* ЗАДАНИЕ *
Что, согласно отрывку, обнаружили в туеске в подполье, когда стали хоронить?

* ОТРЫВОК *
##########

Словами тожо. Такие тоже есть, есть и такие, лекаря8.

Ну, вот они как лягуш, говорит, каких-то в туесках или там в чём ли они держат. И выпускают потом, видно, на кого. То ли начитают, то ли как она. Кто её знат, как она попадат в человека-то9.

И-от, стали хоронить, у её в подполье нашли туесок, ну бурачок, туесок, берестяный такой, там нашли у её, туесок стоит, это, говорит, открыли - там полно, одни мизгири (пауки. - О. Х.). Это всё там у ёй гадость всякая. Вот, этот мизгирёк, значит, он, на кого она придумала посадить, и всё.

Только что-то ей неладно, она како: «Вот-те, вот-те». Так вот, то-ко сидит и опять крест в рот берёт. В бане она не любила вехот-кой шоркаться с мылом, я её поведу в баню, она гот: «Ой, гоёдская (горяцькая?), пошла ты туда-сюда». Вехоткой не любит шоркаться, и всё. Она опять скорей крест берёт. Так, чтоб она не ругалась, чтоб и всё. Ну, а умерла - хоронила, а не залетела же мне она. Она не любит, она меня не любила <...> Материт меня в бане. Вот. А она не хочет сама. А она, ей тяжело очень, когда она матерится, и всё, ей очень тяжело10.

В.Л.: У мачехи моей тоже была, говорили.
М.Г.: Вот у мачехи у его была дак. Да она не говорила ничего.
В.Л.: Нет. Так, повоет.
М.Г.: «О-о-ой», как закричит утром, я всё сначала боялася, что она так кричит. Я у етого деда спрашиваю: «Что ей такое сделалось? Что она так кричит? Или я неладное что-то?». Особенно не любила ковш. Возьму ковш вот, воду черпают, а что я ей делала, не знаю. А это ковш возьму, она потом и заорёт так. Я-то скорее ложу на место, и это, чтобы она не кричала <...> Она потом мне созналася, сказала, что у меня, говорит, пошибка есть. Я потом боялась, что, это, она с этом штукой. Ну, а куда уж чё меня послёт куда, туда уж я и иду, и даже не это, ничего. Правда.

##########

* ЗАПИСАННЫЕ ДАННЫЕ *
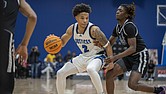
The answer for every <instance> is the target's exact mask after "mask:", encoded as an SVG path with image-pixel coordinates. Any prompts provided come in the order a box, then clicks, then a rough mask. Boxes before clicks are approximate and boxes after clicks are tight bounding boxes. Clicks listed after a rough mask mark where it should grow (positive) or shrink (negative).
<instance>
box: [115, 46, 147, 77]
mask: <svg viewBox="0 0 166 94" xmlns="http://www.w3.org/2000/svg"><path fill="white" fill-rule="evenodd" d="M148 61H149V53H148V51H147V49H145V50H143V51H141V52H138V53H137V54H135V55H132V56H127V57H124V58H122V59H119V60H117V61H116V62H115V63H116V64H119V65H120V66H121V68H122V69H123V71H124V72H126V71H137V72H139V73H141V74H142V77H144V75H145V74H146V71H147V64H148Z"/></svg>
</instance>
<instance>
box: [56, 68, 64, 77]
mask: <svg viewBox="0 0 166 94" xmlns="http://www.w3.org/2000/svg"><path fill="white" fill-rule="evenodd" d="M62 76H64V72H63V71H62V70H58V71H57V77H59V78H62Z"/></svg>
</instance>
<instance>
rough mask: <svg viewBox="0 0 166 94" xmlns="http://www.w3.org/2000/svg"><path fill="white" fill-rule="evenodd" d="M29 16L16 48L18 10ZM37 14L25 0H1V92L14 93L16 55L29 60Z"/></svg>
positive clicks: (27, 15)
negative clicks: (28, 59) (29, 55)
mask: <svg viewBox="0 0 166 94" xmlns="http://www.w3.org/2000/svg"><path fill="white" fill-rule="evenodd" d="M19 10H20V12H21V13H22V14H24V15H25V16H26V17H27V18H28V21H27V24H26V25H27V26H26V27H27V28H26V32H25V35H24V38H23V40H22V42H21V43H20V45H19V46H18V48H17V50H16V52H15V49H14V33H15V32H14V30H15V25H16V19H17V14H18V12H19ZM36 18H37V17H36V14H35V12H34V11H33V10H32V8H31V7H30V6H29V4H27V3H26V1H25V0H0V93H1V94H12V92H13V89H14V72H15V58H14V57H15V55H16V54H19V59H22V61H26V60H27V55H28V52H27V45H28V42H29V39H30V37H31V34H32V32H33V30H34V27H35V25H36Z"/></svg>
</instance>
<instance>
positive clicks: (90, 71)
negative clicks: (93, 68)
mask: <svg viewBox="0 0 166 94" xmlns="http://www.w3.org/2000/svg"><path fill="white" fill-rule="evenodd" d="M87 72H88V73H89V74H93V73H94V72H95V70H94V69H93V68H87Z"/></svg>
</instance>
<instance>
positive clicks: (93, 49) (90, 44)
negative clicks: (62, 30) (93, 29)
mask: <svg viewBox="0 0 166 94" xmlns="http://www.w3.org/2000/svg"><path fill="white" fill-rule="evenodd" d="M92 26H93V24H92V23H90V22H89V23H88V25H87V27H86V28H85V31H84V33H83V34H79V33H78V23H75V24H74V26H73V32H74V41H75V42H76V44H77V46H78V47H79V49H80V50H81V52H82V54H83V55H84V56H87V57H88V56H93V55H96V54H97V53H99V52H100V51H103V50H104V49H101V48H99V47H97V46H94V44H93V40H94V39H93V38H92V37H91V35H90V28H91V27H92Z"/></svg>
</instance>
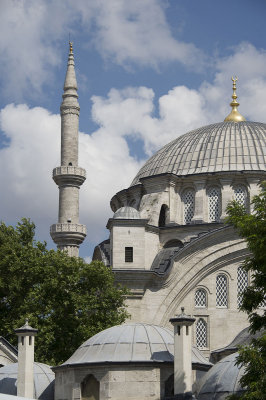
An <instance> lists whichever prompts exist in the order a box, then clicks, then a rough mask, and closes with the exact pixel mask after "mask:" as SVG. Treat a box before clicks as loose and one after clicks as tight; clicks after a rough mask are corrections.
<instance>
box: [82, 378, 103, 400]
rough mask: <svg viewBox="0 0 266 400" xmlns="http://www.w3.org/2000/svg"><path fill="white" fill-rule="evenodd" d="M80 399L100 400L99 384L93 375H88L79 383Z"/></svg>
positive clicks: (99, 389)
mask: <svg viewBox="0 0 266 400" xmlns="http://www.w3.org/2000/svg"><path fill="white" fill-rule="evenodd" d="M81 398H82V399H84V400H87V399H90V400H99V399H100V382H99V381H97V379H96V378H95V377H94V376H93V375H88V376H87V377H86V378H85V379H84V381H83V382H82V383H81Z"/></svg>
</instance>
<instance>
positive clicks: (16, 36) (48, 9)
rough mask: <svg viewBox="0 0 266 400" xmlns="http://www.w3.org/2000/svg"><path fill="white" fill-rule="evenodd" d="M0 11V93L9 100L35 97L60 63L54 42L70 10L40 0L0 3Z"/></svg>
mask: <svg viewBox="0 0 266 400" xmlns="http://www.w3.org/2000/svg"><path fill="white" fill-rule="evenodd" d="M0 10H1V25H0V51H1V54H2V58H1V63H0V73H1V76H4V77H5V79H4V80H3V79H2V81H1V85H2V91H4V94H5V95H6V97H7V98H9V99H13V100H14V99H16V100H19V99H23V98H24V96H25V95H33V93H34V96H35V97H36V95H37V94H40V92H41V89H42V86H43V85H44V83H46V84H47V82H49V81H50V80H51V79H53V68H54V67H56V66H57V65H58V64H59V63H60V56H59V54H60V53H59V52H58V51H57V50H58V39H59V38H61V37H62V36H63V35H65V32H66V25H67V23H68V21H69V19H70V15H71V10H69V9H68V7H66V4H64V2H57V1H51V2H46V1H43V0H38V1H35V0H2V1H1V5H0ZM67 32H68V31H67Z"/></svg>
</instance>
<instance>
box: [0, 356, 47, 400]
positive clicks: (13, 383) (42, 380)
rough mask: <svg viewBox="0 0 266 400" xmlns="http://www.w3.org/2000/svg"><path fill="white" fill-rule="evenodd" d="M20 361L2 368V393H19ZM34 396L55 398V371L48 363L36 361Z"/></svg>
mask: <svg viewBox="0 0 266 400" xmlns="http://www.w3.org/2000/svg"><path fill="white" fill-rule="evenodd" d="M17 376H18V363H13V364H8V365H5V366H4V367H2V368H0V393H3V394H10V395H13V396H16V395H17ZM34 398H35V399H40V400H53V398H54V372H53V371H52V370H51V368H50V367H49V366H48V365H46V364H41V363H36V362H35V363H34Z"/></svg>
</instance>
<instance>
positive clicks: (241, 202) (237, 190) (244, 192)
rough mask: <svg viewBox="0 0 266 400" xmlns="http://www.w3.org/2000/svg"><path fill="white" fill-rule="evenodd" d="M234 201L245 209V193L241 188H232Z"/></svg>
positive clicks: (239, 186)
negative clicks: (233, 196) (244, 206)
mask: <svg viewBox="0 0 266 400" xmlns="http://www.w3.org/2000/svg"><path fill="white" fill-rule="evenodd" d="M234 199H235V200H236V201H237V202H238V203H239V204H240V205H241V206H245V207H246V203H247V201H246V191H245V189H244V187H243V186H240V185H239V186H236V187H235V188H234Z"/></svg>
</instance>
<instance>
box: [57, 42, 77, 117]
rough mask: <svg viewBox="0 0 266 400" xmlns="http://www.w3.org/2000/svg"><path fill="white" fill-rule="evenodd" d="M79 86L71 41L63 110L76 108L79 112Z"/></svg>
mask: <svg viewBox="0 0 266 400" xmlns="http://www.w3.org/2000/svg"><path fill="white" fill-rule="evenodd" d="M77 90H78V86H77V79H76V73H75V63H74V54H73V44H72V42H69V53H68V62H67V71H66V78H65V83H64V93H63V96H62V97H63V101H62V104H61V111H62V112H63V110H65V109H71V108H75V109H76V110H77V111H78V112H79V103H78V92H77Z"/></svg>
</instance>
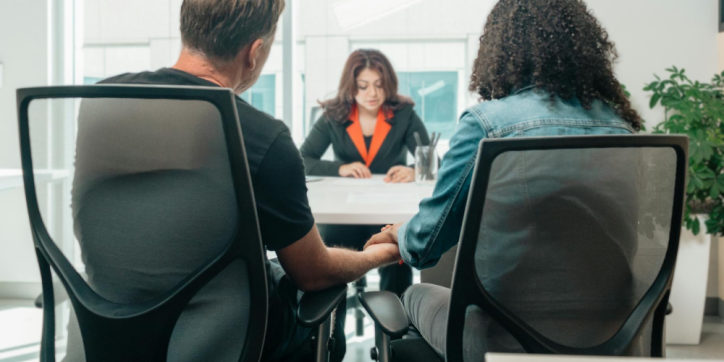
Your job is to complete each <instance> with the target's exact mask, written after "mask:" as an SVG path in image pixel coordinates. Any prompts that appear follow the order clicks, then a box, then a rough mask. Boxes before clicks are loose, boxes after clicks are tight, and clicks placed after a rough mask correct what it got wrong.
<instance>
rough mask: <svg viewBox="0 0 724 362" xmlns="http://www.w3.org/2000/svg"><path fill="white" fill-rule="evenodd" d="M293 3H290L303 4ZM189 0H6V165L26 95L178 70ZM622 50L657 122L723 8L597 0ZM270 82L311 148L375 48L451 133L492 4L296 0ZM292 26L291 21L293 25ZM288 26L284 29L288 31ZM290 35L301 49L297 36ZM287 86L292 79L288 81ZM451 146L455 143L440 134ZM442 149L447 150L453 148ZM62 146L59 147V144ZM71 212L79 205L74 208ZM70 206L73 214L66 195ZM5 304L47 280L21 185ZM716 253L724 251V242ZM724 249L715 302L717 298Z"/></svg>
mask: <svg viewBox="0 0 724 362" xmlns="http://www.w3.org/2000/svg"><path fill="white" fill-rule="evenodd" d="M292 1H293V3H292ZM181 2H182V1H181V0H125V1H114V0H85V1H83V0H65V1H63V0H0V64H2V72H3V73H2V75H1V76H2V77H1V79H2V84H0V169H17V168H19V166H20V159H19V152H18V141H17V126H16V113H15V89H16V88H20V87H28V86H43V85H56V84H92V83H95V82H96V81H98V80H99V79H102V78H105V77H108V76H111V75H115V74H118V73H123V72H137V71H142V70H149V69H156V68H160V67H169V66H171V65H173V63H174V62H175V59H176V56H177V54H178V52H179V50H180V47H181V41H180V36H179V30H178V27H179V20H178V18H179V9H180V4H181ZM586 2H587V3H588V4H589V7H590V8H591V9H592V10H593V11H594V13H595V14H596V16H597V17H598V18H599V19H600V20H601V22H602V23H603V26H604V27H605V28H606V29H607V30H608V31H609V34H610V36H611V38H612V39H613V40H614V41H615V42H616V45H617V48H618V51H619V54H620V59H619V63H618V64H617V66H616V72H617V74H618V76H619V78H620V79H621V81H622V82H623V83H624V84H626V85H627V87H628V89H629V91H630V92H631V93H632V102H633V104H634V107H635V108H636V109H637V110H638V111H639V112H640V113H641V114H642V115H643V117H644V118H645V119H646V120H647V125H648V126H649V127H651V126H653V125H655V124H656V123H658V122H659V121H660V120H661V119H662V118H663V117H662V112H661V111H660V110H658V109H655V110H649V109H648V108H649V107H648V103H649V98H648V96H647V94H646V93H645V92H644V91H643V90H642V88H643V86H644V84H645V83H646V82H649V81H651V80H652V79H653V74H654V73H657V74H659V75H663V73H664V69H665V68H667V67H669V66H671V65H676V66H678V67H681V68H685V69H686V70H687V74H688V75H689V76H690V77H691V78H692V79H694V80H702V81H708V80H709V79H710V78H711V76H712V75H713V74H714V73H716V72H717V71H721V70H723V69H724V38H721V37H719V38H717V36H718V31H717V29H718V22H717V17H716V16H712V14H716V13H717V12H718V4H717V1H716V0H689V1H682V0H636V1H630V0H587V1H586ZM287 3H292V4H291V6H289V7H288V9H292V11H291V12H290V13H289V14H285V16H284V17H283V19H282V21H281V22H280V27H279V29H278V32H277V37H276V40H275V44H274V46H273V47H274V48H273V50H272V54H271V57H270V59H269V61H268V63H267V65H266V67H265V69H264V73H263V75H262V77H261V78H260V80H259V82H258V83H257V84H256V85H255V86H254V87H253V88H252V89H251V90H249V91H247V92H246V93H244V94H243V97H244V98H245V99H247V100H249V101H250V102H251V103H252V104H253V105H254V106H255V107H258V108H259V109H262V110H264V111H265V112H268V113H270V114H272V115H274V116H276V117H277V118H280V119H283V120H284V121H285V122H287V124H288V125H289V126H290V128H291V129H292V132H293V135H294V138H295V141H297V142H301V140H303V137H304V135H305V134H306V132H307V130H308V129H309V125H310V123H311V122H313V120H312V119H311V115H312V108H313V107H314V106H315V105H316V104H317V103H316V102H317V100H321V99H325V98H327V97H330V96H332V95H333V94H334V92H335V90H336V86H337V84H338V81H339V76H340V73H341V70H342V66H343V65H344V61H345V60H346V58H347V56H348V54H349V53H350V52H351V51H352V50H354V49H356V48H378V49H380V50H382V51H383V52H385V53H386V54H387V55H388V56H389V57H390V59H391V61H392V63H393V65H394V67H395V68H396V70H397V72H398V73H399V75H400V81H401V87H400V88H401V92H402V93H405V94H407V95H410V96H412V97H413V99H415V101H416V103H417V112H418V113H419V114H420V115H421V117H422V118H423V119H424V121H425V122H426V124H427V126H428V128H429V130H430V131H441V132H443V134H444V136H445V138H449V136H450V135H451V134H452V132H453V131H454V128H455V124H456V120H457V117H458V116H459V114H460V113H461V112H462V111H463V110H464V109H465V108H466V107H468V106H470V105H472V104H474V103H475V102H476V97H475V96H474V95H470V94H469V93H468V92H467V79H468V78H469V74H470V70H471V68H472V62H473V60H474V59H475V55H476V52H477V48H478V37H479V36H480V32H481V30H482V26H483V23H484V22H485V19H486V17H487V14H488V12H489V11H490V9H491V8H492V6H493V4H494V3H495V0H446V1H439V0H394V1H393V0H287ZM290 25H291V27H289V26H290ZM285 27H286V28H285ZM289 39H291V41H289ZM286 85H291V87H288V86H286ZM443 143H444V140H443ZM443 146H444V145H443ZM47 150H48V152H52V150H53V145H48V147H47ZM65 206H68V205H65ZM56 207H59V208H60V209H59V210H61V211H62V207H63V204H62V201H61V205H60V206H56ZM0 230H2V232H1V233H0V244H1V245H3V248H2V250H3V253H0V298H34V297H35V296H36V295H37V294H38V293H39V292H40V284H39V282H40V278H39V275H38V272H37V267H36V260H35V255H34V253H33V248H32V243H31V236H30V231H29V227H28V221H27V217H26V213H25V203H24V196H23V192H22V187H8V188H5V189H0ZM712 246H713V247H714V248H716V246H717V243H713V244H712ZM716 255H717V251H716V250H713V251H712V253H711V256H712V260H711V266H712V270H711V273H710V276H709V289H708V296H710V297H712V298H715V297H716V296H717V284H719V287H723V286H721V284H724V281H718V280H717V273H716V270H715V269H714V268H716V266H717V265H718V261H717V260H716Z"/></svg>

##########

* ОТВЕТ *
Туесок был полон мизгирей, то есть пауков.